Entries from a pointing dataset:
"""
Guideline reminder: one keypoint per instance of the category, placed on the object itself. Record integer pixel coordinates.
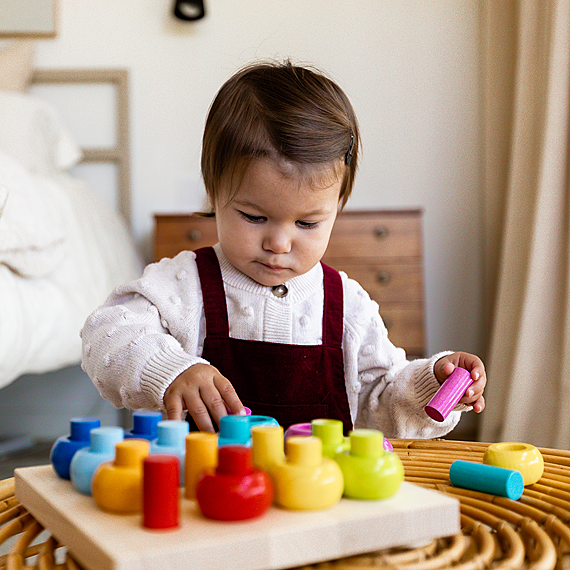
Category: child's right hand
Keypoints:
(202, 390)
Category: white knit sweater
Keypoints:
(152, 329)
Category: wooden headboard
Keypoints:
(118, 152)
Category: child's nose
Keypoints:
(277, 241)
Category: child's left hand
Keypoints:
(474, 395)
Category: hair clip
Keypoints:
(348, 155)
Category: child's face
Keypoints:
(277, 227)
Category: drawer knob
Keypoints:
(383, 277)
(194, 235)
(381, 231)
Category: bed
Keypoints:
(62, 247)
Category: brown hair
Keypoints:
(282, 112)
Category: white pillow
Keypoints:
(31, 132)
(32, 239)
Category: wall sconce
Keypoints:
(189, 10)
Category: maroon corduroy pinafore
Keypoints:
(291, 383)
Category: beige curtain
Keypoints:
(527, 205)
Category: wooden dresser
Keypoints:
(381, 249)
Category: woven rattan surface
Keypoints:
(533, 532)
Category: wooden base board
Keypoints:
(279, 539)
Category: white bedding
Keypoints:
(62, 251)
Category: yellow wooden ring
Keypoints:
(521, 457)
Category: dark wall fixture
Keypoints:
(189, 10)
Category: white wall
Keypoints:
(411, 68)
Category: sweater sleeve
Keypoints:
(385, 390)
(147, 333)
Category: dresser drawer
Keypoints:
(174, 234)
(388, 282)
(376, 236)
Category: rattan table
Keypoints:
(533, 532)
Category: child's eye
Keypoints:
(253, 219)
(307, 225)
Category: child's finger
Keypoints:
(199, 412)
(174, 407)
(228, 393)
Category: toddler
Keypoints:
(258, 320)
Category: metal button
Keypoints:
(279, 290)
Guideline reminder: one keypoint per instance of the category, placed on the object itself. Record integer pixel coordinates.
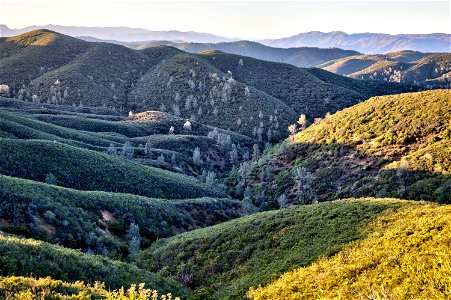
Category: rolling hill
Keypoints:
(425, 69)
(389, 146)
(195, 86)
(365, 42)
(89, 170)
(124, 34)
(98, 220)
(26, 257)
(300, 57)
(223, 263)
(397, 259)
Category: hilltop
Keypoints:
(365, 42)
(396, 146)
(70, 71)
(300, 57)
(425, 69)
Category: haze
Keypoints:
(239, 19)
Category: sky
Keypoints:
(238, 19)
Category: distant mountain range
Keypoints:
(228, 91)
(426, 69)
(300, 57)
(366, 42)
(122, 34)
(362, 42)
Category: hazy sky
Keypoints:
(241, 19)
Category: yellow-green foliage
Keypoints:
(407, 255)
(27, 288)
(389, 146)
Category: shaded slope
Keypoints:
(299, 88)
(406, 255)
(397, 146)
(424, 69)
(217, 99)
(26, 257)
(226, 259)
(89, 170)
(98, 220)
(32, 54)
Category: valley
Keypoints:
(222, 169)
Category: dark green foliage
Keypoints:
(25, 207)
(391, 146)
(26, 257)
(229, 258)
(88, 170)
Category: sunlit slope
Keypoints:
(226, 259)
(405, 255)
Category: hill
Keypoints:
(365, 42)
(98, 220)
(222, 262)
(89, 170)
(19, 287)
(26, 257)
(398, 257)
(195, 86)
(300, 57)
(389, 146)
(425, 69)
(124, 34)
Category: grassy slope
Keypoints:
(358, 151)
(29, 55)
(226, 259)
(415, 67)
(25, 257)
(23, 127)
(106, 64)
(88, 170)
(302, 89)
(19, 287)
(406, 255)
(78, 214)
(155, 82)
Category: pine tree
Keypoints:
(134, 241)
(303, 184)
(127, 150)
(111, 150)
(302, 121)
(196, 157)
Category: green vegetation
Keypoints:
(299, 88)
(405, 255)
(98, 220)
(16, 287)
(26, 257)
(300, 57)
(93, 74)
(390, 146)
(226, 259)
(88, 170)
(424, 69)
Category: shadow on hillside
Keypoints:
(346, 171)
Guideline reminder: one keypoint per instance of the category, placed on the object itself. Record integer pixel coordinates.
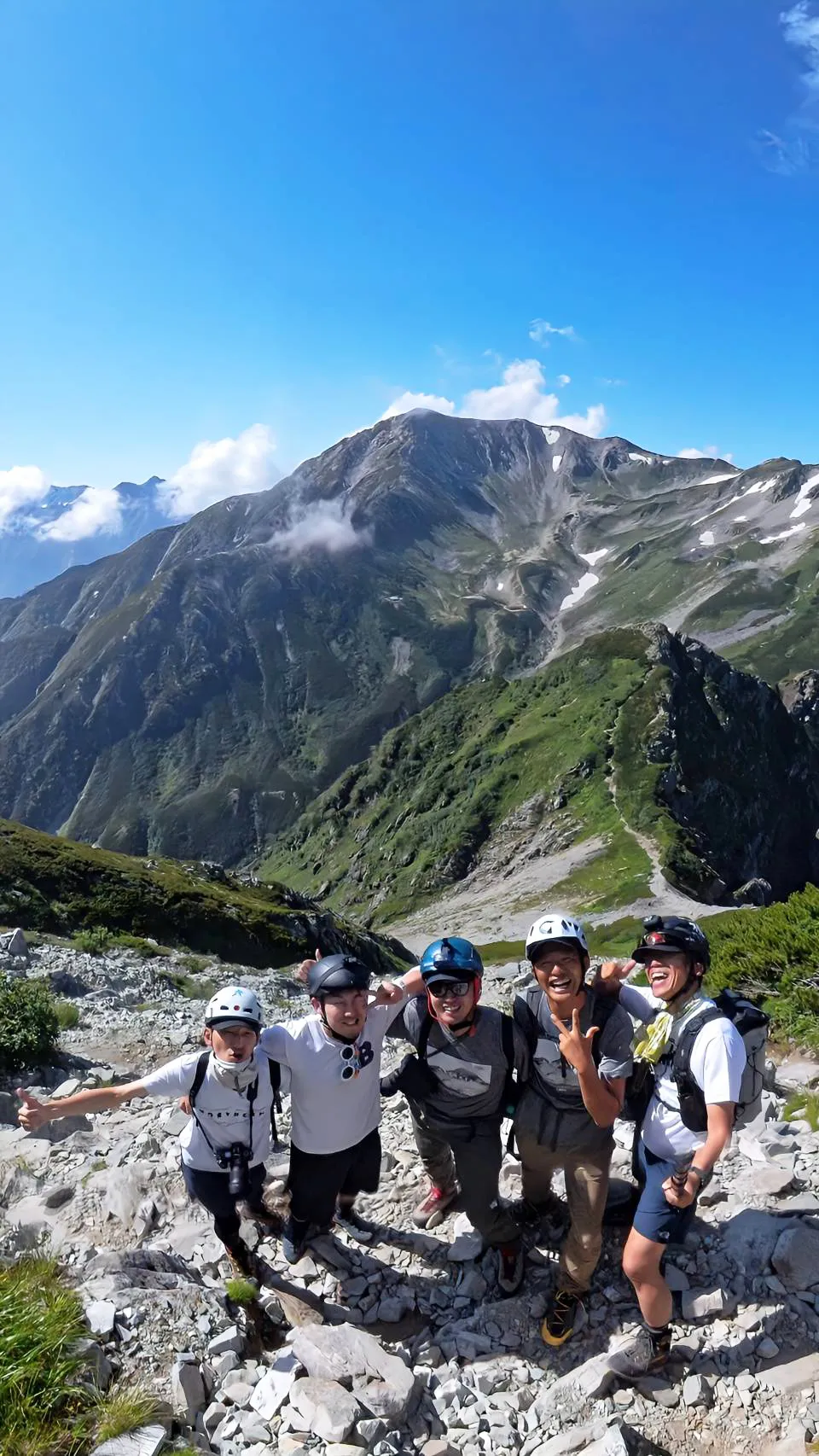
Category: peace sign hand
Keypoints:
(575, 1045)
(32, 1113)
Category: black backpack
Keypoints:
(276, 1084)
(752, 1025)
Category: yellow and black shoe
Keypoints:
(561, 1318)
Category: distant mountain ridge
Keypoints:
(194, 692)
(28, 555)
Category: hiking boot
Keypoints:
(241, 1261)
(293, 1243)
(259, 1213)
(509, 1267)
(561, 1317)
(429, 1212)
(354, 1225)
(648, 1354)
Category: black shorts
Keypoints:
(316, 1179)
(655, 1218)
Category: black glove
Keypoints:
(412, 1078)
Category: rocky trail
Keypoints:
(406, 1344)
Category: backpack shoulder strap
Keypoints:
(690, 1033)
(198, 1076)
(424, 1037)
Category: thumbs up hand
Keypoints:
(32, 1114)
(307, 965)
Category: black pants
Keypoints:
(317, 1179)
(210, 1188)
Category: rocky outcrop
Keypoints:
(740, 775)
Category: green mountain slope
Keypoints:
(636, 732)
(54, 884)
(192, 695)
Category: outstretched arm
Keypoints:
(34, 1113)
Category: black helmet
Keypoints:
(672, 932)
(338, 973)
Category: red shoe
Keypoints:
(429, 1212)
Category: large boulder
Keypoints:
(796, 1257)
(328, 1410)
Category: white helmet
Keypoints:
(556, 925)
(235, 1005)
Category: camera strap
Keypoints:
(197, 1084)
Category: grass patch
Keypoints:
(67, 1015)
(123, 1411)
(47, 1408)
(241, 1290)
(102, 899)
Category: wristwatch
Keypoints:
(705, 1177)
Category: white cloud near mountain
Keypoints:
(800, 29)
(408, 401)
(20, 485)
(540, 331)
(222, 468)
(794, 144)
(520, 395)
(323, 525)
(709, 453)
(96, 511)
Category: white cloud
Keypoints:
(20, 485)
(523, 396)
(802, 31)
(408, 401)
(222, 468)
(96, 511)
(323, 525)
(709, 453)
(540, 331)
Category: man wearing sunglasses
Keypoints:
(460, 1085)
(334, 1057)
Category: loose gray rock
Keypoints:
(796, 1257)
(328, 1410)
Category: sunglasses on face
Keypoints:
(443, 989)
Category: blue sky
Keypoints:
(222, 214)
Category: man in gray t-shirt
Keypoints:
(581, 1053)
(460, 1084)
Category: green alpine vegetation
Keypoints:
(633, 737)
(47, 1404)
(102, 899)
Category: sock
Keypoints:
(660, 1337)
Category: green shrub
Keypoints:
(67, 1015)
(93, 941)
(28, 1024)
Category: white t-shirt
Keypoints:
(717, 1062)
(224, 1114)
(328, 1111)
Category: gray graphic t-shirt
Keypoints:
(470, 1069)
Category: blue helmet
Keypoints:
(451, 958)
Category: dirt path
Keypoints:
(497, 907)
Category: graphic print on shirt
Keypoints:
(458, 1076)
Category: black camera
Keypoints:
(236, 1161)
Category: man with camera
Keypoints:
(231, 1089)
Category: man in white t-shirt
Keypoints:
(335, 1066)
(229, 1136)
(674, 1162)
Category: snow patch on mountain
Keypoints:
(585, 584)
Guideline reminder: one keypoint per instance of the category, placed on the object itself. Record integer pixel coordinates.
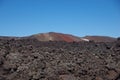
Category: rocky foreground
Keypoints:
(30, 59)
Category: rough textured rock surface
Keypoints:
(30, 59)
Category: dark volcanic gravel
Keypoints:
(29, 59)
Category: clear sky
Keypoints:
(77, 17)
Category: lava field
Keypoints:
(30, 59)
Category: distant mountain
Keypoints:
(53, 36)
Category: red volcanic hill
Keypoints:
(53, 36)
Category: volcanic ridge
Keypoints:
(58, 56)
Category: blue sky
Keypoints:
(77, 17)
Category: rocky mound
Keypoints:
"""
#### WHAT THIS TASK INVOLVES:
Put every line of the records above into a numbered list, skipping any blank lines. Leave the pictures out of your answer.

#### EXERCISE SOLUTION:
1. Guideline reminder: one keypoint per instance of the category, placed on the object itself. Record integer pixel coordinates.
2. Category: child's right hand
3. Keypoints:
4. (202, 390)
5. Category: white knit sweater
6. Keypoints:
7. (152, 329)
8. Category: wooden headboard
9. Keypoints:
10. (118, 152)
11. Category: child's nose
12. Keypoints:
13. (277, 241)
14. Category: child's left hand
15. Keypoints:
16. (474, 395)
17. Category: hair clip
18. Keypoints:
19. (348, 155)
20. Category: child's face
21. Keypoints:
22. (277, 227)
23. Category: drawer knob
24. Keypoints:
25. (383, 277)
26. (194, 235)
27. (381, 231)
28. Category: bed
29. Keypoints:
30. (62, 247)
31. Category: brown hair
32. Keypoints:
33. (282, 112)
34. Category: white pillow
35. Keypoints:
36. (31, 132)
37. (32, 239)
38. Category: wall sconce
39. Keypoints:
40. (189, 10)
41. Category: maroon corduroy pinafore
42. Keypoints:
43. (291, 383)
44. Category: beige curtain
45. Keypoints:
46. (527, 205)
47. Category: wooden dresser
48. Keypoints:
49. (381, 249)
50. Category: woven rattan surface
51. Keypoints:
52. (533, 532)
53. Category: wooden base board
54. Keypoints:
55. (279, 539)
56. Category: white bedding
57. Keypoints:
58. (62, 251)
59. Category: yellow wooden ring
60. Keypoints:
61. (521, 457)
62. Category: dark wall fixture
63. Keypoints:
64. (189, 10)
65. Category: white wall
66. Keypoints:
67. (411, 68)
68. Category: sweater sleeve
69. Keypoints:
70. (385, 390)
71. (147, 333)
72. Category: dresser drawer
73. Keypoints:
74. (174, 234)
75. (388, 282)
76. (376, 236)
77. Category: rattan table
78. Keypoints:
79. (533, 532)
80. Category: child's eye
81. Keypoints:
82. (253, 219)
83. (307, 225)
84. Category: child's finger
85. Keypoints:
86. (199, 412)
87. (174, 407)
88. (228, 393)
89. Category: toddler
90. Keypoints:
91. (258, 320)
92. Category: metal button
93. Keypoints:
94. (279, 290)
95. Guideline reminder: one keypoint per instance of the category, placed on the object itself. Record integer pixel coordinates.
96. Category: rolling hill
97. Keypoints:
98. (425, 69)
99. (389, 146)
100. (195, 86)
101. (365, 42)
102. (89, 170)
103. (124, 34)
104. (98, 220)
105. (26, 257)
106. (300, 57)
107. (223, 263)
108. (397, 259)
109. Category: hilltop
110. Keypoints:
111. (365, 42)
112. (396, 146)
113. (70, 71)
114. (300, 57)
115. (425, 69)
116. Category: haze
117. Keypoints:
118. (239, 19)
119. Category: sky
120. Keypoints:
121. (238, 19)
122. Category: distant mountain range
123. Keypoints:
124. (228, 91)
125. (426, 69)
126. (300, 57)
127. (366, 42)
128. (122, 34)
129. (362, 42)
130. Category: hazy sky
131. Keypoints:
132. (241, 19)
133. Category: yellow-green foliage
134. Keypoints:
135. (407, 255)
136. (27, 288)
137. (389, 146)
138. Category: shaded slope
139. Keypoints:
140. (299, 88)
141. (406, 255)
142. (397, 146)
143. (424, 69)
144. (217, 99)
145. (26, 257)
146. (226, 259)
147. (89, 170)
148. (98, 220)
149. (32, 54)
150. Category: valley
151. Keypoints:
152. (222, 169)
153. Category: dark green foliage
154. Keypoints:
155. (25, 207)
156. (391, 146)
157. (26, 257)
158. (229, 258)
159. (88, 170)
160. Category: sunlit slope
161. Keypoints:
162. (226, 259)
163. (405, 255)
164. Category: hill
165. Keypoints:
166. (365, 42)
167. (98, 220)
168. (222, 262)
169. (89, 170)
170. (19, 287)
171. (26, 257)
172. (398, 257)
173. (195, 86)
174. (300, 57)
175. (389, 146)
176. (425, 69)
177. (124, 34)
178. Category: grassy slope
179. Keypoints:
180. (358, 151)
181. (29, 55)
182. (226, 259)
183. (415, 67)
184. (25, 257)
185. (23, 127)
186. (106, 64)
187. (88, 170)
188. (302, 89)
189. (19, 287)
190. (406, 255)
191. (78, 214)
192. (155, 82)
193. Category: pine tree
194. Keypoints:
195. (134, 241)
196. (303, 184)
197. (127, 150)
198. (111, 150)
199. (302, 121)
200. (196, 157)
201. Category: green vegetation
202. Keypoints:
203. (299, 88)
204. (405, 255)
205. (98, 220)
206. (16, 287)
207. (26, 257)
208. (300, 57)
209. (93, 74)
210. (390, 146)
211. (226, 259)
212. (88, 170)
213. (424, 69)
214. Category: shadow on hillside
215. Keypoints:
216. (346, 171)
217. Guideline reminder: one keypoint per instance of the category, placed on the object itself. Record integer pixel coordinates.
218. Category: peace sign hand
219. Keypoints:
220. (575, 1045)
221. (32, 1113)
222. Category: black backpack
223. Keypoints:
224. (276, 1084)
225. (752, 1025)
226. Category: yellow and black shoe
227. Keypoints:
228. (561, 1318)
229. Category: distant mountain ridge
230. Keypoints:
231. (194, 692)
232. (28, 555)
233. Category: hiking boot
234. Keypoints:
235. (241, 1261)
236. (293, 1243)
237. (259, 1213)
238. (509, 1267)
239. (561, 1317)
240. (429, 1212)
241. (354, 1225)
242. (648, 1354)
243. Category: black shorts
244. Keypoints:
245. (316, 1179)
246. (655, 1218)
247. Category: black glove
248. Keypoints:
249. (412, 1078)
250. Category: rocky trail
251. Keypoints:
252. (406, 1344)
253. Category: backpack shoulder strap
254. Keypoints:
255. (690, 1033)
256. (198, 1076)
257. (424, 1037)
258. Category: thumbs up hand
259. Keypoints:
260. (32, 1114)
261. (307, 965)
262. Category: black pants
263. Keypoints:
264. (317, 1179)
265. (210, 1188)
266. Category: rocky outcrop
267. Keypoints:
268. (740, 775)
269. Category: green mountain slope
270. Keypoints:
271. (636, 732)
272. (54, 884)
273. (192, 695)
274. Category: outstretched arm
275. Keypoints:
276. (34, 1113)
277. Category: black helmet
278. Keypoints:
279. (672, 932)
280. (338, 973)
281. Category: red shoe
282. Keypoints:
283. (429, 1212)
284. Category: large boulder
285. Keypoints:
286. (796, 1257)
287. (328, 1410)
288. Category: white helmet
289. Keypoints:
290. (556, 925)
291. (235, 1005)
292. Category: camera strap
293. Keypoints:
294. (197, 1084)
295. Category: grass patch
296. Keypoints:
297. (67, 1015)
298. (123, 1411)
299. (47, 1408)
300. (241, 1290)
301. (102, 899)
302. Category: wristwatch
303. Keypoints:
304. (705, 1177)
305. Category: white cloud near mountain
306. Keypoints:
307. (800, 29)
308. (408, 401)
309. (20, 485)
310. (540, 331)
311. (222, 468)
312. (794, 144)
313. (520, 395)
314. (323, 525)
315. (709, 453)
316. (96, 511)
317. Category: white cloud
318. Keypoints:
319. (20, 485)
320. (523, 396)
321. (802, 31)
322. (408, 401)
323. (222, 468)
324. (96, 511)
325. (323, 525)
326. (709, 453)
327. (540, 331)
328. Category: man wearing sunglasses
329. Keypoints:
330. (460, 1085)
331. (334, 1057)
332. Category: loose gray rock
333. Keypoints:
334. (796, 1257)
335. (328, 1410)
336. Category: sunglasses on face
337. Keypoints:
338. (443, 989)
339. Category: blue sky
340. Keypoints:
341. (222, 214)
342. Category: man in gray t-shirt
343. Keypoints:
344. (581, 1053)
345. (460, 1084)
346. Category: green alpine vegetation
347. Keypoints:
348. (633, 737)
349. (47, 1404)
350. (102, 899)
351. Category: sock
352. Keypoints:
353. (660, 1337)
354. Category: green shrub
355. Keypoints:
356. (67, 1015)
357. (93, 941)
358. (28, 1024)
359. Category: white t-shirt
360. Keypoints:
361. (717, 1062)
362. (224, 1114)
363. (328, 1111)
364. Category: gray graphic t-shirt
365. Keypoints:
366. (470, 1069)
367. Category: blue helmet
368. Keypoints:
369. (451, 958)
370. Category: dirt path
371. Keypoints:
372. (497, 907)
373. Category: graphic print on shirt
374. Keypoints:
375. (458, 1076)
376. Category: black camera
377. Keypoints:
378. (236, 1161)
379. Category: man with camera
380. Keypoints:
381. (231, 1089)
382. Category: man in white t-shirt
383. Keypoints:
384. (335, 1066)
385. (229, 1136)
386. (674, 1162)
387. Category: snow patch on mountain
388. Keypoints:
389. (585, 584)
390. Guideline reminder: one keypoint per instance of the category, placed on the object itself. Record integer pixel coordinates.
391. Category: rocky foreground
392. Keypoints:
393. (30, 59)
394. Category: rough textured rock surface
395. Keypoints:
396. (30, 59)
397. Category: dark volcanic gravel
398. Keypoints:
399. (29, 59)
400. Category: clear sky
401. Keypoints:
402. (77, 17)
403. Category: lava field
404. Keypoints:
405. (30, 59)
406. Category: distant mountain
407. Keypoints:
408. (53, 36)
409. Category: red volcanic hill
410. Keypoints:
411. (53, 36)
412. Category: volcanic ridge
413. Keypoints:
414. (58, 56)
415. Category: blue sky
416. Keypoints:
417. (77, 17)
418. Category: rocky mound
419. Keypoints:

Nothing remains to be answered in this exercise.